(Natural language region descriptions)
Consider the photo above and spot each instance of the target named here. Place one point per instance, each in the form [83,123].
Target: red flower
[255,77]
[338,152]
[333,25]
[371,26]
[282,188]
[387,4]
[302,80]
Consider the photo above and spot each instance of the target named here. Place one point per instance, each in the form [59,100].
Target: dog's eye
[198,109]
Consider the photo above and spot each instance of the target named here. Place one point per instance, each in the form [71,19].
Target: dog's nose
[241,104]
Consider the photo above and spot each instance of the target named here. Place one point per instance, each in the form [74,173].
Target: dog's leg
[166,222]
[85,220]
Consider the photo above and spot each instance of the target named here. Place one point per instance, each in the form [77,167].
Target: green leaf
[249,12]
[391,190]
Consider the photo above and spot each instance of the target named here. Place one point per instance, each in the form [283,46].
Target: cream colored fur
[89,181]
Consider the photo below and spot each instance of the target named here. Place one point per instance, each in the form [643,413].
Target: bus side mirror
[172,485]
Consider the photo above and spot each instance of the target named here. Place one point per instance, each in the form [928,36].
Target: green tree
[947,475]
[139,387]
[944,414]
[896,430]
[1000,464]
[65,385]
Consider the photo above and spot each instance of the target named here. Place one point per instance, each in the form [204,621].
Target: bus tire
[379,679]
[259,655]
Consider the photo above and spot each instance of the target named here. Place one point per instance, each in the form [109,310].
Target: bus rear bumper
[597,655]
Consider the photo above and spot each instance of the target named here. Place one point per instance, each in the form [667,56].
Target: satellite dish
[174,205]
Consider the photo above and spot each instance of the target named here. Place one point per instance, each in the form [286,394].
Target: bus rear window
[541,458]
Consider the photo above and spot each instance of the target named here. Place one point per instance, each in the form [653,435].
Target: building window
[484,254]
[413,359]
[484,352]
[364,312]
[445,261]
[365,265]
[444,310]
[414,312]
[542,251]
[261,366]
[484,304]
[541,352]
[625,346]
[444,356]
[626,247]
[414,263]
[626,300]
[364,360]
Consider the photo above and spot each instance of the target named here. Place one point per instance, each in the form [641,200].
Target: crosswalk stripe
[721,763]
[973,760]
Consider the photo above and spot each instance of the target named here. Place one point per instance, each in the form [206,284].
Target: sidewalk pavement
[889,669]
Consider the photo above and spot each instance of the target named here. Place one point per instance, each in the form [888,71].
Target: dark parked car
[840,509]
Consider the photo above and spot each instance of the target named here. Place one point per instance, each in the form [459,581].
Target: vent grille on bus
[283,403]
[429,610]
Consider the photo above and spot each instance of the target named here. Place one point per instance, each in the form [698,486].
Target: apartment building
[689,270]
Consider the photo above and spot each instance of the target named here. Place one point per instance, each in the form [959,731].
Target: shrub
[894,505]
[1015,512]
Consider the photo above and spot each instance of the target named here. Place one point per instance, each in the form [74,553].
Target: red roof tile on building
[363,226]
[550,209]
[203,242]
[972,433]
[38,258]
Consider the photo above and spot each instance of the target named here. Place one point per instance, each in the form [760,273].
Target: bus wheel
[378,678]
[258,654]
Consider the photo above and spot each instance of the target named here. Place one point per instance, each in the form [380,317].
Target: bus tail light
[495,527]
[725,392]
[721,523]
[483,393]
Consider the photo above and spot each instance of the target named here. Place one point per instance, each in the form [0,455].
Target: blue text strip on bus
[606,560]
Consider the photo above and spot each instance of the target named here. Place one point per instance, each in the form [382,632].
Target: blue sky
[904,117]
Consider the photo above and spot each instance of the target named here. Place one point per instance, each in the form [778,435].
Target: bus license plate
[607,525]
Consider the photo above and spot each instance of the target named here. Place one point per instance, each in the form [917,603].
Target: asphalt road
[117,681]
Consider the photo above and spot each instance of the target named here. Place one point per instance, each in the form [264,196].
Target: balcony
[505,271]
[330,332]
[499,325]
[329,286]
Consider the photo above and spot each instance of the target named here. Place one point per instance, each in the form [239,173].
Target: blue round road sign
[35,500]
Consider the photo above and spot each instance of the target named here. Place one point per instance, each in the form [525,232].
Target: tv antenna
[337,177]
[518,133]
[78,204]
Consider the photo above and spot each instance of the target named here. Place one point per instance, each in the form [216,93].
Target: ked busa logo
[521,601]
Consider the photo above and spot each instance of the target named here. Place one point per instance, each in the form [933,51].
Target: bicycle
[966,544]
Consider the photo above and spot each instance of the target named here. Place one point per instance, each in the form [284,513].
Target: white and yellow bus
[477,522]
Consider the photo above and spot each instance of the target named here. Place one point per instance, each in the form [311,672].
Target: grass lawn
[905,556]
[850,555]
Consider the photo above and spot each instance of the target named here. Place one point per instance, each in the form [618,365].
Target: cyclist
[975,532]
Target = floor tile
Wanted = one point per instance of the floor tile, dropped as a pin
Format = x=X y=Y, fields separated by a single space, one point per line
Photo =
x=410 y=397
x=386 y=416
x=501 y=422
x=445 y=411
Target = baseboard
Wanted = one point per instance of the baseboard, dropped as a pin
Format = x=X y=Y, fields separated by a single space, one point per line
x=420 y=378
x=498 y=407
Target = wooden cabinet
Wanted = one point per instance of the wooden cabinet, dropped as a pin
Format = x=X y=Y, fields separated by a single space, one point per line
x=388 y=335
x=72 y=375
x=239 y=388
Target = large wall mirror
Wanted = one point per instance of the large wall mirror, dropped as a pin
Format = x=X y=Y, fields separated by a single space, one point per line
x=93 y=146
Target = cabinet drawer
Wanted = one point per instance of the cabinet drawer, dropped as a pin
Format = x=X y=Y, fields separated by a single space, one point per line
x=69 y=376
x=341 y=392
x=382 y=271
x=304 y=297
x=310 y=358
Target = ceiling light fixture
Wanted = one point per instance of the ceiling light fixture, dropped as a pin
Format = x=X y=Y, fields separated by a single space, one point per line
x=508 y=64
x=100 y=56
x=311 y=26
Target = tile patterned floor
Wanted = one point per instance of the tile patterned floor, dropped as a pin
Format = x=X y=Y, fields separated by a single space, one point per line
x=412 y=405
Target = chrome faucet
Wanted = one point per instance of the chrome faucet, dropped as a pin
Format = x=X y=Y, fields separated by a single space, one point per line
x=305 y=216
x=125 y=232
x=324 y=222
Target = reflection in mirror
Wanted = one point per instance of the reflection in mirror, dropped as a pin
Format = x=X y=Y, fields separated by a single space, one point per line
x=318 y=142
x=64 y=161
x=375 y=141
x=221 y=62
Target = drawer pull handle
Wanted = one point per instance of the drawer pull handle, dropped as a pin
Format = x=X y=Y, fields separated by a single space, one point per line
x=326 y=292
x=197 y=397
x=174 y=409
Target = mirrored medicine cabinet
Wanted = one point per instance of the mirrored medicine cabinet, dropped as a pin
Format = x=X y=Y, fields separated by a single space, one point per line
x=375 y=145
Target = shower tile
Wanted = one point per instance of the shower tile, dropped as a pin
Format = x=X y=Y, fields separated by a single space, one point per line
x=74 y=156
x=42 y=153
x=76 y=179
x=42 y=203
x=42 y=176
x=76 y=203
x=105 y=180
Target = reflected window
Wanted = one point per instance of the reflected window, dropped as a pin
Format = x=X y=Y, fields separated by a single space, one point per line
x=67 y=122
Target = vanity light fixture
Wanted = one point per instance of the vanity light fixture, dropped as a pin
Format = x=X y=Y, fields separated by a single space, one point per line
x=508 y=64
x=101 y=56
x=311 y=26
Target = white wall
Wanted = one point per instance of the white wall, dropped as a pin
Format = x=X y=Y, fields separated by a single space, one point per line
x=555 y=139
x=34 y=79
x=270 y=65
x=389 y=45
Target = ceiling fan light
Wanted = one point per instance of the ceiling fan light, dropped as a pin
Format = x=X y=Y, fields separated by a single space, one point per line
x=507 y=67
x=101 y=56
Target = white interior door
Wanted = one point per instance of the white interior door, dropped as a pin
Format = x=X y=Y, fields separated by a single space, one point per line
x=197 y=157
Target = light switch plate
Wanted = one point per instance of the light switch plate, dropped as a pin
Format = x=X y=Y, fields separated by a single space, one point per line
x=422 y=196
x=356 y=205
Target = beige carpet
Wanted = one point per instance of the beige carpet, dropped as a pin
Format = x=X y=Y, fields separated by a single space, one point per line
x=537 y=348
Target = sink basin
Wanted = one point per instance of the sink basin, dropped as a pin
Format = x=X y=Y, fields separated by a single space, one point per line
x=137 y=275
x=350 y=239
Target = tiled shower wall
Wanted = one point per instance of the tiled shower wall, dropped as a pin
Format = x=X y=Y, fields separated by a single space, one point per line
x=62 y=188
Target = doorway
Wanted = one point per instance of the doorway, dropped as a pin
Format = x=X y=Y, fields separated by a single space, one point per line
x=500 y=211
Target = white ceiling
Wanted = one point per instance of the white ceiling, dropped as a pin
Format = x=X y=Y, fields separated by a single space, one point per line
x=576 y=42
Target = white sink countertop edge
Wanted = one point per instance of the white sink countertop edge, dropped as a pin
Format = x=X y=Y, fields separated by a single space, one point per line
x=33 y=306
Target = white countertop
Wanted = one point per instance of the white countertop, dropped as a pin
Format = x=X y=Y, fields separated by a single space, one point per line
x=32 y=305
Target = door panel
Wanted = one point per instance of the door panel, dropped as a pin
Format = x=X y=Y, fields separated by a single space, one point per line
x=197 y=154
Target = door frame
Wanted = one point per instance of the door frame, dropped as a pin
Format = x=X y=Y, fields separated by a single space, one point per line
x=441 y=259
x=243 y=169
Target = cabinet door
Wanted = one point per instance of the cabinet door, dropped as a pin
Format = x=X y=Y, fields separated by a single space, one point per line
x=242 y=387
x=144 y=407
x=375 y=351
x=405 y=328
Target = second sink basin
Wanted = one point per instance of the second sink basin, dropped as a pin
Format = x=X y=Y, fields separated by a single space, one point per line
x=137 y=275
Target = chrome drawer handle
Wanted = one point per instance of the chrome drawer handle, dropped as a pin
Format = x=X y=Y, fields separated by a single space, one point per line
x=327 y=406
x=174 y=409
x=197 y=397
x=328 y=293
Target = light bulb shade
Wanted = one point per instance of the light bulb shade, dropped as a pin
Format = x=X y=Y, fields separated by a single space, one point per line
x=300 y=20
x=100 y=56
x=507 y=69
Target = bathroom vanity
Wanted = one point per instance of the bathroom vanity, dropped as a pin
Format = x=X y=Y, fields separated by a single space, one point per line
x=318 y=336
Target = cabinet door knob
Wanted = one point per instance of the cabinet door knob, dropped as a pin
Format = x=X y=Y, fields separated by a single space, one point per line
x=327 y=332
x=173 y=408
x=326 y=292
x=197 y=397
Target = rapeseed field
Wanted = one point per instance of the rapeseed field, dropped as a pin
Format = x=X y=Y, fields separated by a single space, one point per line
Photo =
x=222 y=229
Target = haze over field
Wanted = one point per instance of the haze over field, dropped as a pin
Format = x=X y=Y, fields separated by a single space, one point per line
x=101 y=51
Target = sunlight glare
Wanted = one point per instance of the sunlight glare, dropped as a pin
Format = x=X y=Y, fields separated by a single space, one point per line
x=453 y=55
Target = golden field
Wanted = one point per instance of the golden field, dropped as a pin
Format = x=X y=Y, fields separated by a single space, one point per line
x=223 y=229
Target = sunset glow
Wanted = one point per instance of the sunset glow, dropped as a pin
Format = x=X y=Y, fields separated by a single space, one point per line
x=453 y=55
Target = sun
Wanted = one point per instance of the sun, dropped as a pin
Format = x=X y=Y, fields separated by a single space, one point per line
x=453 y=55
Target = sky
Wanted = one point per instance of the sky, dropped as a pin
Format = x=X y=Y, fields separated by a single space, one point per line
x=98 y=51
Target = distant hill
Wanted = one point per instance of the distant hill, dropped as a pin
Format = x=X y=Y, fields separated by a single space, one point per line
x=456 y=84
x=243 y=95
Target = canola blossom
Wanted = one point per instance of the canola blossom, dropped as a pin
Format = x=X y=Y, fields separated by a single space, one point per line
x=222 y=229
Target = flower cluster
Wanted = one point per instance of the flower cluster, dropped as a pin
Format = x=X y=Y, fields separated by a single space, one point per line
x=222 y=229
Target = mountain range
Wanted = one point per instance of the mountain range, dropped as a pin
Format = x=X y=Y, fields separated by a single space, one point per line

**What you need to do:** Wherever the word "hill" appears in the data, return the whole line.

**Solution to this exercise:**
Target = distant hill
Wanted = one point per instance of the distant hill, dropped as a pin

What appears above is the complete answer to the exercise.